**Article:**
Late last week, exactly two weeks after the crime, somebody dumped Kukura near his home in broad daylight. The oil tycoon was so disoriented sources suggest somebody may have pumped him full of heroin as well. LUKOil denies that any ransom was paid for his release. As yet, authorities seem to have no clue who grabbed him. The case promises to end as mysteriously as it began.
Episodes like this might not have been as shocking in the old gangster days of Boris Yeltsin's newly post-Soviet Russia. But this is 2002, and Kukura is among the highest-ranking businessmen in the country. The president is supposed to be overseeing a sober, authoritarian and decriminalized New Russia, as some call it. But suddenly it's back to the bad old days of the "Wild East." Kukura's case is just one of a slew of recent incidents that seem to herald another open season on leading businessmen and politicians. The day after Kukura was kidnapped, an airport customs chief was fatally shot near his office. Duma parliamentarian Vladimir Golovlyov was assassinated on Aug. 21 while walking his dog in the woods near his home. Just the day before, the deputy head of the Moscow Railways had been gunned down in his neighborhood. Outside Moscow, the vice governor of the Smolensk region was shot seven times on Aug. 7, and elsewhere the deputy mayor of Novosibirsk (the second deputy mayor from the city to be killed in 11 months) was gunned down while leaving his parents' dacha on Aug. 26. And that's just to name a few.

**Directions:** Rewrite the stretch of the Kukura kidnapping article from "Late last week, exactly" through "as it began.", changing "heroin" to "sedatives".

**Excerpted data:**
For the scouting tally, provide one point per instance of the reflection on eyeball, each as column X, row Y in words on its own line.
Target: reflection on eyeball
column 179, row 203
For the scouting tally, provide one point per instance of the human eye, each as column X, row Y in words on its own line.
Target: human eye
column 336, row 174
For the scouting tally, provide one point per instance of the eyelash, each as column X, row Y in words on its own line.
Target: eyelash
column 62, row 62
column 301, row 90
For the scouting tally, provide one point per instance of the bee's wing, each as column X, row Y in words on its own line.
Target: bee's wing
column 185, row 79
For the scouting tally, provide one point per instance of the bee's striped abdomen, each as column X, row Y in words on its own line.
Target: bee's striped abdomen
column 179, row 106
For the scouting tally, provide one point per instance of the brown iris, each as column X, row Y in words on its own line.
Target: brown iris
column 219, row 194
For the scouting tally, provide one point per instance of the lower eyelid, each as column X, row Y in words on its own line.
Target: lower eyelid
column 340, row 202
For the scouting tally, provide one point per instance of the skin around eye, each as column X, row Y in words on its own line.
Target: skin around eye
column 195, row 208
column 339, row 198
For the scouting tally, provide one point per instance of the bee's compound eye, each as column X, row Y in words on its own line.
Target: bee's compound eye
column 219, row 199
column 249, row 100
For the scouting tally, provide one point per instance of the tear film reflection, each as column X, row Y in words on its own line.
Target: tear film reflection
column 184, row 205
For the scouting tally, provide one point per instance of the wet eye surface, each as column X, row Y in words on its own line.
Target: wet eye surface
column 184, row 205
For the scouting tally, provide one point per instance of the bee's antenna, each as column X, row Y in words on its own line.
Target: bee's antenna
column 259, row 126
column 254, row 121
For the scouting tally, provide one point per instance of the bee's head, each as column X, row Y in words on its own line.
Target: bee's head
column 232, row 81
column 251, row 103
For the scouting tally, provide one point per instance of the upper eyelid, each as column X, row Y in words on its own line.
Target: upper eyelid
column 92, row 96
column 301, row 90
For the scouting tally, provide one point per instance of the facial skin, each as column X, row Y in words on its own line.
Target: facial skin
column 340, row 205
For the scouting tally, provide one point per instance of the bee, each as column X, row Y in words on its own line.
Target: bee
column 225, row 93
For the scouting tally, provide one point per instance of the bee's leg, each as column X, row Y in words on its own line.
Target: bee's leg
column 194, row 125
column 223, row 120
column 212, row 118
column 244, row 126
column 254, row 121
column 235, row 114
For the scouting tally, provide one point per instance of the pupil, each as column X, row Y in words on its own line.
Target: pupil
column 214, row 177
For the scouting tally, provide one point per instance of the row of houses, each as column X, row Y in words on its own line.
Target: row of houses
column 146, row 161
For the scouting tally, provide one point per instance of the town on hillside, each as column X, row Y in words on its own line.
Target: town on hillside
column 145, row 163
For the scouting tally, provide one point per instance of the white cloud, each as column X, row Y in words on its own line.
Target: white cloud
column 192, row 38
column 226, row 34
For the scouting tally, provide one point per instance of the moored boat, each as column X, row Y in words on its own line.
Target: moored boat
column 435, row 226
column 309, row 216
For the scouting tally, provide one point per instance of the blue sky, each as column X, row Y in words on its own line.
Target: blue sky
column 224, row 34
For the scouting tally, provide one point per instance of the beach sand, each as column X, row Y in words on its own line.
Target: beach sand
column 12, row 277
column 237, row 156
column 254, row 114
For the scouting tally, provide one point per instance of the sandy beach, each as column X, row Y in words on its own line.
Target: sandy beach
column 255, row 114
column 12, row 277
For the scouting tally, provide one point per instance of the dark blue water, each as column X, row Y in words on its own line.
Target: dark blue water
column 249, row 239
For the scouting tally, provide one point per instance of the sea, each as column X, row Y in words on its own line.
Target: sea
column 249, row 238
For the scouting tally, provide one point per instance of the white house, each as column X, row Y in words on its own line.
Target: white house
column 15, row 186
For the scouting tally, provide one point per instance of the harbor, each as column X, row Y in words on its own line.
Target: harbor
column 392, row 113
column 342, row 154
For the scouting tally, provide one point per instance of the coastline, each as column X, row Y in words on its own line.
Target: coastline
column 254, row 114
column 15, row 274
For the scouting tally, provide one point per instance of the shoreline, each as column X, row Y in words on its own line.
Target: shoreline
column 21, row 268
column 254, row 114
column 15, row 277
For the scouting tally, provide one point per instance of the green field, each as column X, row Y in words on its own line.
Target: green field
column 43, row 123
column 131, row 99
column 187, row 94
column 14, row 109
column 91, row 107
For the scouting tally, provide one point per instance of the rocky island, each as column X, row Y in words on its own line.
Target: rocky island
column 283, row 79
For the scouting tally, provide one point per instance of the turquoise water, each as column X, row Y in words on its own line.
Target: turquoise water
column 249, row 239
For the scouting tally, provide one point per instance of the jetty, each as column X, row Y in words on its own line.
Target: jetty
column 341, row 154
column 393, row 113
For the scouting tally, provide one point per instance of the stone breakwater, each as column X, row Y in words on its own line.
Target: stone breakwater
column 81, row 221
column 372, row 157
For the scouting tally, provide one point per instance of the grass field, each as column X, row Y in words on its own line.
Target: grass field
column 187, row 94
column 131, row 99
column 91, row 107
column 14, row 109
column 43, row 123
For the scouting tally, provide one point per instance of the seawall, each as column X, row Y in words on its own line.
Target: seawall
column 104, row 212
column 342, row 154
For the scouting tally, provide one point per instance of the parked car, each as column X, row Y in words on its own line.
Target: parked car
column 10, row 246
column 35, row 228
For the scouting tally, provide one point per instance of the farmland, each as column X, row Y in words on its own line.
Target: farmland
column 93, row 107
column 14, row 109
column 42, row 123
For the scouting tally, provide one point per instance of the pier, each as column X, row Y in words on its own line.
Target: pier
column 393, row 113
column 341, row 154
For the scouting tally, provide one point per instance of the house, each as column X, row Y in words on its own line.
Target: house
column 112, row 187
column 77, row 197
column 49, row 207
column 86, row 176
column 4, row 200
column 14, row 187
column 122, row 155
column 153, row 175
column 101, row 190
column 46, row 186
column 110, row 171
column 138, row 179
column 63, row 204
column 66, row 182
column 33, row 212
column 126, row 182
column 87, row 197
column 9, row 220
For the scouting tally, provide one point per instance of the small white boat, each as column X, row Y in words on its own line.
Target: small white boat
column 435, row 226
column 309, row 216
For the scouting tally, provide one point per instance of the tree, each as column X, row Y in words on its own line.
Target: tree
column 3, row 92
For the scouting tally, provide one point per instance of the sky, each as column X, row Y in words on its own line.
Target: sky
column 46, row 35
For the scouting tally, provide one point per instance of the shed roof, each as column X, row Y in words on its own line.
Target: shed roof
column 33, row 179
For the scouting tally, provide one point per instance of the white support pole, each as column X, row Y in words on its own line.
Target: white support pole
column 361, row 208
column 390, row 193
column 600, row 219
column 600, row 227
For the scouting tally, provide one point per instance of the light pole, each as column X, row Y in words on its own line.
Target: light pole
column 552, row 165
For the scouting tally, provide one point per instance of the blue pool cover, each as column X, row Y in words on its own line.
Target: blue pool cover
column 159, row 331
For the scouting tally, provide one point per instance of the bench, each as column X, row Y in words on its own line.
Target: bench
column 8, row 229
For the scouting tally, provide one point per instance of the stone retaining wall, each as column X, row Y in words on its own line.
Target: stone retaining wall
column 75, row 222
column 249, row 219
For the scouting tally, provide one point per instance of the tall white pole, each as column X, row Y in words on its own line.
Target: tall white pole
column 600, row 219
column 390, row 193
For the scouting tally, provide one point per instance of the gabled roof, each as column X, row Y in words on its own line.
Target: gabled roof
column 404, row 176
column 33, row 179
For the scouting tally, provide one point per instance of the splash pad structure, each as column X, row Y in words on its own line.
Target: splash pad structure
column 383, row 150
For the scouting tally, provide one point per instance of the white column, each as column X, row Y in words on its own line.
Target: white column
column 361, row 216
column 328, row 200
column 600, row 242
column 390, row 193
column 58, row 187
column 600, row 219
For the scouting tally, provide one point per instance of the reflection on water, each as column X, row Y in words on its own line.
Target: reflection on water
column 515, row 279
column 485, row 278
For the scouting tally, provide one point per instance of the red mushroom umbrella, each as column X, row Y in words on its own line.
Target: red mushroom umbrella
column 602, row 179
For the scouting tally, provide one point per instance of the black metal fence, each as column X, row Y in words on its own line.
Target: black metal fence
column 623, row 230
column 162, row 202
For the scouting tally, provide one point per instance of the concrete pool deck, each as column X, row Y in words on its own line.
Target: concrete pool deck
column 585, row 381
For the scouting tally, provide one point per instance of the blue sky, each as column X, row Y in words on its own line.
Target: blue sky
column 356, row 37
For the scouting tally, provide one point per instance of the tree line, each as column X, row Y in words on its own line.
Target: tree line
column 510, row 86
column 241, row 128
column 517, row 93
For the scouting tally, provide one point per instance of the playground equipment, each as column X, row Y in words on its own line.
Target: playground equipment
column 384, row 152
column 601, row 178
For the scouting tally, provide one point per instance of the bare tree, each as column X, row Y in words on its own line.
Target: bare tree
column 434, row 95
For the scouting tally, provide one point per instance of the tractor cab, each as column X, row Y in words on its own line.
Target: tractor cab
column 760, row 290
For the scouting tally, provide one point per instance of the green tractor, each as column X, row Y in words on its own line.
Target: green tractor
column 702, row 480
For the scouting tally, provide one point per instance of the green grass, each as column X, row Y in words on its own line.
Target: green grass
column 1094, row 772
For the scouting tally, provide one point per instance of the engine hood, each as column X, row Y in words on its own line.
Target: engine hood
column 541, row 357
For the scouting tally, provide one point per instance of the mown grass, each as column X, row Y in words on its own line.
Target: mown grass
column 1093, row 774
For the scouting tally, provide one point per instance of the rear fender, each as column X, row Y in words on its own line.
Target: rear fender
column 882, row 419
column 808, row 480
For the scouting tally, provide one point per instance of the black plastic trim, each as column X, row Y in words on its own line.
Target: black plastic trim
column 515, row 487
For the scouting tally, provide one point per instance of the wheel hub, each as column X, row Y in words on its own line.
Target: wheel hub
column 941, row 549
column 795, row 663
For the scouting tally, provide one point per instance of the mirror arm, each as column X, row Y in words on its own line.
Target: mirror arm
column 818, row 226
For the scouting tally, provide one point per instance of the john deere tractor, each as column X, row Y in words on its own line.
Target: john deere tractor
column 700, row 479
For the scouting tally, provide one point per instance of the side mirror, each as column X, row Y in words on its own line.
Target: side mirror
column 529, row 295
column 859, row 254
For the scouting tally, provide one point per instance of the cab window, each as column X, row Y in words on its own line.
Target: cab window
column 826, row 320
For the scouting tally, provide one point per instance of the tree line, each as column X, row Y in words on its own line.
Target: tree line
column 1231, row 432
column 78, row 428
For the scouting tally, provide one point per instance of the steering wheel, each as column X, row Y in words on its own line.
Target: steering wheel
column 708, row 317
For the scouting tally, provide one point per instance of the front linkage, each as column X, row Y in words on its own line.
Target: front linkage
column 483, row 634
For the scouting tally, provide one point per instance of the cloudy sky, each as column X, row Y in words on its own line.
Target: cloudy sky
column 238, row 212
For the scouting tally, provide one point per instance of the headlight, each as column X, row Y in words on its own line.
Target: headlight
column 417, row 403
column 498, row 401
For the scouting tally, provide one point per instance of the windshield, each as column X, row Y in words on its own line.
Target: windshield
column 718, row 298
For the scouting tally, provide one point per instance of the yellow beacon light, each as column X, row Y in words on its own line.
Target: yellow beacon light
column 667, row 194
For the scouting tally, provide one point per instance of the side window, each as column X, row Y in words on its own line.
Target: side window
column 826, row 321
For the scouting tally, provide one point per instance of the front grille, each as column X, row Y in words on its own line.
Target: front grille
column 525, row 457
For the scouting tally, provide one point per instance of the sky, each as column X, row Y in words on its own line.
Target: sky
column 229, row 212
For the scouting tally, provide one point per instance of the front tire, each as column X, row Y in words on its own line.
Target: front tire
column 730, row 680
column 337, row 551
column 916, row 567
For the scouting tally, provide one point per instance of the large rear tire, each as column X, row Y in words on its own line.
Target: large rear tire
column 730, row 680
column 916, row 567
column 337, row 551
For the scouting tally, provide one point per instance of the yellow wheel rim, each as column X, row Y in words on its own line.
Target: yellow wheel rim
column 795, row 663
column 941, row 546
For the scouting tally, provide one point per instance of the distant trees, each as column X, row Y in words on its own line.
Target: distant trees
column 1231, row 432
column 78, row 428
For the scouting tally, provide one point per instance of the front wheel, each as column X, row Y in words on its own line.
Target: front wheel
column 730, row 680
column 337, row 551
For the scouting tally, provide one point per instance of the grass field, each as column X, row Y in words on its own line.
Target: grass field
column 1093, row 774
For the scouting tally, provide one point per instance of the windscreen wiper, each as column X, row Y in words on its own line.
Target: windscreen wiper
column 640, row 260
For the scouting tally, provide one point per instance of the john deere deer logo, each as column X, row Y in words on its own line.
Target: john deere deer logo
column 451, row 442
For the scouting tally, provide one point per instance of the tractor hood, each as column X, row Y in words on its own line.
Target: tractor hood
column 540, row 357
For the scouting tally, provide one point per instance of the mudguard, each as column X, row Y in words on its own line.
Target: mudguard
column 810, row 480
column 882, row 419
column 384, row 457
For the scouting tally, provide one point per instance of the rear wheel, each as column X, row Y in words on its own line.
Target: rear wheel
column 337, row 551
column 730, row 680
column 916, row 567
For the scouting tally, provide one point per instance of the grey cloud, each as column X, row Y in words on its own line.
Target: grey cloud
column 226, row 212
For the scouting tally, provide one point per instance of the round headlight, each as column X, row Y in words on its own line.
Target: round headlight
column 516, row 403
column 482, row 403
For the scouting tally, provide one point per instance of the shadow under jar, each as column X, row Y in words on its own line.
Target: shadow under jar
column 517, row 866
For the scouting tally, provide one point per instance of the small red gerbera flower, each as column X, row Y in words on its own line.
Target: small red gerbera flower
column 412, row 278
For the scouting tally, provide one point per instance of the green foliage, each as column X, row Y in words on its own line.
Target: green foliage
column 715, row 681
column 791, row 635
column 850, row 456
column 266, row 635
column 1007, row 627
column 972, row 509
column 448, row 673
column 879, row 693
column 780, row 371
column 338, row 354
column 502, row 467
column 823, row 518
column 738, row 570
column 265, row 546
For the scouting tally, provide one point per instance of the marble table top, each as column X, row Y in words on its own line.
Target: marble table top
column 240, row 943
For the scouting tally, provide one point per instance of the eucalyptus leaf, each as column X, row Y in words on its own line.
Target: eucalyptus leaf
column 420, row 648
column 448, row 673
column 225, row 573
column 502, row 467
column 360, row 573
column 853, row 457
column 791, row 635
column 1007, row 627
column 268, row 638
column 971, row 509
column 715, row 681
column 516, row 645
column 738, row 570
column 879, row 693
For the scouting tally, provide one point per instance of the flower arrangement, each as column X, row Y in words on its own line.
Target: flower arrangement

**Full solution:**
Late last week, exactly two weeks after the crime, somebody dumped Kukura near his home in broad daylight. The oil tycoon was so disoriented sources suggest somebody may have pumped him full of sedatives as well. LUKOil denies that any ransom was paid for his release. As yet, authorities seem to have no clue who grabbed him. The case promises to end as mysteriously as it began.